**WHAT THE EXERCISE ASKS**
Starting at the line that contains "Tag every instance of the black gloved" and continuing through the end of the listing, write out every line again, shifting each point coordinate up by 113 and leaving all other lines unchanged.

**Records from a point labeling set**
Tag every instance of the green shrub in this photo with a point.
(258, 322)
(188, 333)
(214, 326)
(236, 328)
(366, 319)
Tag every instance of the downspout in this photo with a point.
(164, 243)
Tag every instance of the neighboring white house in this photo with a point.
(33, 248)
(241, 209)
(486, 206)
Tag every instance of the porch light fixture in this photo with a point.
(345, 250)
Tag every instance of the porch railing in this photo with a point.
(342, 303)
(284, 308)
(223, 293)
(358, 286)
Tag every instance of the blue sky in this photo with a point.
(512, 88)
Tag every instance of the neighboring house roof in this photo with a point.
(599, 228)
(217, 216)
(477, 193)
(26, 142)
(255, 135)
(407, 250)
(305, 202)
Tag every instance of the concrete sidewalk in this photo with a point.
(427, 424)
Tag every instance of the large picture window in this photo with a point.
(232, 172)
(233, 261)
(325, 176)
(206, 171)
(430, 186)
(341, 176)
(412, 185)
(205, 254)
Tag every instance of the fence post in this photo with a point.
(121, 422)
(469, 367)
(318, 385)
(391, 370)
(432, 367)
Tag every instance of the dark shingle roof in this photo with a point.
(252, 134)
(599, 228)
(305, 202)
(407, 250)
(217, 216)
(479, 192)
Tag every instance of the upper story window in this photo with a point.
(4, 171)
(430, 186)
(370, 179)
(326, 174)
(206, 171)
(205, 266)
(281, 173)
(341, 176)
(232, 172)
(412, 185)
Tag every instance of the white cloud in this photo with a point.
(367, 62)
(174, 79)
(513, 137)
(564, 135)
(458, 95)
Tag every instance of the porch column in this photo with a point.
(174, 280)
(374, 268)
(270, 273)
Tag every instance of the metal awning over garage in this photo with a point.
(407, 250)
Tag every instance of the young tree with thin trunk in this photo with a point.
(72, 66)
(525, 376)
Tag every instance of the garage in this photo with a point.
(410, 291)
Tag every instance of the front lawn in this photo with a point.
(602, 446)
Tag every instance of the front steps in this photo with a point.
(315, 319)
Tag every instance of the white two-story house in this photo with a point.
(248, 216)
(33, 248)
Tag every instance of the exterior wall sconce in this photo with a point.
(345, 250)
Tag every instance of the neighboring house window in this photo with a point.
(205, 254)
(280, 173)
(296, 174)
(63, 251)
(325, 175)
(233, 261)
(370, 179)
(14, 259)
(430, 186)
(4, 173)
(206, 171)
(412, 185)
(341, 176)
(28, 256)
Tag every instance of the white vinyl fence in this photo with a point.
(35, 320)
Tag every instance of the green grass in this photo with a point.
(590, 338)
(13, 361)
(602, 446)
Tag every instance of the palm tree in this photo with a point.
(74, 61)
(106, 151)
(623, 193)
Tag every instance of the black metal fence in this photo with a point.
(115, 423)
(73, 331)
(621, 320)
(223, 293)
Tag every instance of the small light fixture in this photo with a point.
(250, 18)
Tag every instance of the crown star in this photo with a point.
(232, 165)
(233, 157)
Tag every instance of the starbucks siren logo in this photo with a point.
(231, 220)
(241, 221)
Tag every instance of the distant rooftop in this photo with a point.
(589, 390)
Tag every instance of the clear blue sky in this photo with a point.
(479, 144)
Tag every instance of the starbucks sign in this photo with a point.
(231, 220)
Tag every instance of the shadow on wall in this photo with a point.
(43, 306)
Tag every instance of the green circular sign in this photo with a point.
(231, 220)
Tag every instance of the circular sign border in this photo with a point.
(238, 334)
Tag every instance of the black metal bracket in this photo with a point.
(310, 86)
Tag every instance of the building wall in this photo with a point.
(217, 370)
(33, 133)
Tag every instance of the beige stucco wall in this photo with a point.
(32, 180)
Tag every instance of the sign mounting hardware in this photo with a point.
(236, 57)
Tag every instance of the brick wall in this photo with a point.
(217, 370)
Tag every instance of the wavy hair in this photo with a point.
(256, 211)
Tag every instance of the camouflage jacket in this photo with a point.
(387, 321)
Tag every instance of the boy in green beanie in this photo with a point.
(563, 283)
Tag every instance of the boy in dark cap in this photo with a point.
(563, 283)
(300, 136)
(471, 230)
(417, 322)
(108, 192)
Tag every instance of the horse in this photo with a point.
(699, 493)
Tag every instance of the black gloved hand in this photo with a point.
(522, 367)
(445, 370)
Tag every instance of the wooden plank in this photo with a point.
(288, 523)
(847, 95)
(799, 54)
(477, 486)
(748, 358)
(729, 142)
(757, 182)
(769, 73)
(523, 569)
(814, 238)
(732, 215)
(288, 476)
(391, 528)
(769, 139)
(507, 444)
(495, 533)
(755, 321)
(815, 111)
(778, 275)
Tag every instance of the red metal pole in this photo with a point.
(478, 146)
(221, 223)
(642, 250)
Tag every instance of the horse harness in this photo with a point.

**SOLUTION FOR THIS EXERCISE**
Tag every instance of the black gloved hand in this photo with a point.
(635, 480)
(558, 483)
Tag every instance of the wooden plank in this photo with a point.
(401, 636)
(960, 208)
(912, 167)
(590, 599)
(861, 471)
(842, 255)
(870, 295)
(882, 186)
(636, 682)
(927, 351)
(845, 328)
(401, 589)
(504, 641)
(882, 252)
(620, 557)
(608, 646)
(868, 434)
(928, 224)
(891, 388)
Tag every instance of the red metal pole in this photo with a point.
(591, 259)
(334, 336)
(755, 363)
Tag every instance of the horse harness in this photo with a point.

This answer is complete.